■ 問題 ■
論文紹介の文章のうち、「Am J Clin Nutr.」から「Study Online)と、同様にデンマークで行われたSnart Foraeldre研究からのものです。」まで（「Study Online)と、同様にデンマークで行われたSnart Foraeldre研究からのものです。」も含む）をそのまま書き出してください。

■ 読む文章 ■

◆ ◆ ◆

論文紹介 2020.05.09
Glycemic load, dietary fiber, and added sugar and fecundability in 2 preconception cohorts.
Willis SK, Wise LA, Wesselink AK, Rothman KJ, Mikkelsen EM, Tucker KL, Trolle E, Hatch EE.
Am J Clin Nutr. 2020 Jan 4:nqz312. doi: 10.1093/ajcn/nqz312. Online ahead of print.
PMID: 31901163
今回ご紹介する論文は、前回ご紹介した、睡眠時間と妊孕性との関連について検討されたものと同じ、北米の女性を対象にオンラインの質問票によって行われたPRESTO研究(Pregnancy Study Online)と、同様にデンマークで行われたSnart Foraeldre研究からのものです。

◆ ◆ ◆

保存されたデータ項目
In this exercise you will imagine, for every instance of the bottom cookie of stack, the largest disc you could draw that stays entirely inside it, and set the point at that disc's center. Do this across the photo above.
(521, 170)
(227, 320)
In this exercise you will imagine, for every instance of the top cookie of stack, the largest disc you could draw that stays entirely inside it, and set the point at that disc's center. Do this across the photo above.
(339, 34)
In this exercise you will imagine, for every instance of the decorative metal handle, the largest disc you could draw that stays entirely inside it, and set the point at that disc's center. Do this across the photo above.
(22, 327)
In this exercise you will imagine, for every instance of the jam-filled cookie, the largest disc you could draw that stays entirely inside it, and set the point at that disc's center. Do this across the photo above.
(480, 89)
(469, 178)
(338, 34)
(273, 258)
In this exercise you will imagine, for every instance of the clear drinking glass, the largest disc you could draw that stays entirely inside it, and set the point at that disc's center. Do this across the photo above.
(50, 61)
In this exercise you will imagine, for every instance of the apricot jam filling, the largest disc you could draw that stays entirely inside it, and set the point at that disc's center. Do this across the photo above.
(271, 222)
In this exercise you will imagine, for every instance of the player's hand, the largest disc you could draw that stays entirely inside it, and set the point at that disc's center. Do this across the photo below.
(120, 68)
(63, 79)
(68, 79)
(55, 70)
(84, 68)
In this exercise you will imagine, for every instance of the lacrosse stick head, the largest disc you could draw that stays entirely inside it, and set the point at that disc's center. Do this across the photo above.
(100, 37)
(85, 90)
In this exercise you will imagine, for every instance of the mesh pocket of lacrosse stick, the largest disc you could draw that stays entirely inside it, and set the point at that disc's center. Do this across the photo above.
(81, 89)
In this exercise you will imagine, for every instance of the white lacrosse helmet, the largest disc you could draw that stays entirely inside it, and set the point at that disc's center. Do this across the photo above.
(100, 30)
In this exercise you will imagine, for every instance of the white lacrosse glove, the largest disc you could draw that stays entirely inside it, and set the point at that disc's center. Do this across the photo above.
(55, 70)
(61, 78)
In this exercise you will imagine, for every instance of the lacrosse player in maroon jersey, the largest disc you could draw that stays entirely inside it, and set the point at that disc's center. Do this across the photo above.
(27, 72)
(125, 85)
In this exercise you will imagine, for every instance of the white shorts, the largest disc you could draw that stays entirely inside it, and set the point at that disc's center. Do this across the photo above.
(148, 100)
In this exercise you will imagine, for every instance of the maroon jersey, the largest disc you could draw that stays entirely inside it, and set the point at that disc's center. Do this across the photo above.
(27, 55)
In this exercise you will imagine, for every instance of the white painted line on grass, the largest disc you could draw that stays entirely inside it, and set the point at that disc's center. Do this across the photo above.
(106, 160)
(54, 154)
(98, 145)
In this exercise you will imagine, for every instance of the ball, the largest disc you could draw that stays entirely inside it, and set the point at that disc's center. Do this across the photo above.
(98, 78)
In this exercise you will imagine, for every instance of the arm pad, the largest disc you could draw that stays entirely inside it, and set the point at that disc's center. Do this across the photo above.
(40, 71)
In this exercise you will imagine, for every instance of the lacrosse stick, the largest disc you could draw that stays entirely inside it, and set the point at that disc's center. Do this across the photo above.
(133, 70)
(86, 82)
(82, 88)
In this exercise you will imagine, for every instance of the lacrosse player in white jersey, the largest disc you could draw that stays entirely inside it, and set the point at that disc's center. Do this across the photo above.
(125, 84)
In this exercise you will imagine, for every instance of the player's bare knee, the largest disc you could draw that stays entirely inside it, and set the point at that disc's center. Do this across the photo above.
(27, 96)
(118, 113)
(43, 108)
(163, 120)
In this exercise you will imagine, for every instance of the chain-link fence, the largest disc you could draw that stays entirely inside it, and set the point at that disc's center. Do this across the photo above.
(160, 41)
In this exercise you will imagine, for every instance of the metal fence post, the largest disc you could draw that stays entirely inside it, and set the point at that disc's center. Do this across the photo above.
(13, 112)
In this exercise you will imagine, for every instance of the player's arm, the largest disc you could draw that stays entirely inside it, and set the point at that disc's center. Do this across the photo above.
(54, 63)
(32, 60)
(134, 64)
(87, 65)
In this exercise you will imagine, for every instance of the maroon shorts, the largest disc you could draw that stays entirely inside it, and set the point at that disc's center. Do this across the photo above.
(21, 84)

◆ ◆ ◆

■ 解答 ■
Am J Clin Nutr. 2020 Jan 4:nqz312. doi: 10.1093/ajcn/nqz312. Online ahead of print.
PMID: 31901163
今回ご紹介する論文は、前回ご紹介した、睡眠時間と妊孕性との関連について検討されたものと同じ、北米の女性を対象にオンラインの質問票によって行われたPRESTO研究(Pregnancy Study Online)と、同様にデンマークで行われたSnart Foraeldre研究からのものです。